-- PROBLEM TO SOLVE --
Switch every "marker" in the material below to "dot", and repeat the material with nothing else changed.

-- MATERIAL SHOWN start --

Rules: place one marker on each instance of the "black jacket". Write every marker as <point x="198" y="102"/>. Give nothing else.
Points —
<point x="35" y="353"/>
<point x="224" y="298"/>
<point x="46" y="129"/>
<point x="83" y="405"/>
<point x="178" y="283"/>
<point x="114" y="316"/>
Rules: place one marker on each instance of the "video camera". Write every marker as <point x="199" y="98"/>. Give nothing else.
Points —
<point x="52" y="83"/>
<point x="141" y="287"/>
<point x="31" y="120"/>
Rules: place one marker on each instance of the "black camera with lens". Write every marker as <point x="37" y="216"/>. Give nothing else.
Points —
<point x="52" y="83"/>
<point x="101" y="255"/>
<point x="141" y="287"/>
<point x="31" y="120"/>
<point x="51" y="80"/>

-- MATERIAL SHOWN end --

-- REPLY --
Rules: place one dot on each instance of the "black jacket". Write every dot as <point x="198" y="102"/>. Give nothing else.
Points —
<point x="35" y="353"/>
<point x="224" y="298"/>
<point x="46" y="129"/>
<point x="83" y="405"/>
<point x="178" y="283"/>
<point x="114" y="316"/>
Rules: place one dot on each instance of the "video camera". Write every dot as <point x="199" y="98"/>. Give nothing else.
Points —
<point x="52" y="83"/>
<point x="141" y="287"/>
<point x="31" y="120"/>
Rules: place one dot on each instance of the "black camera with lens". Write every dot as <point x="37" y="216"/>. Give nothing else.
Points —
<point x="52" y="83"/>
<point x="101" y="255"/>
<point x="141" y="287"/>
<point x="31" y="120"/>
<point x="51" y="80"/>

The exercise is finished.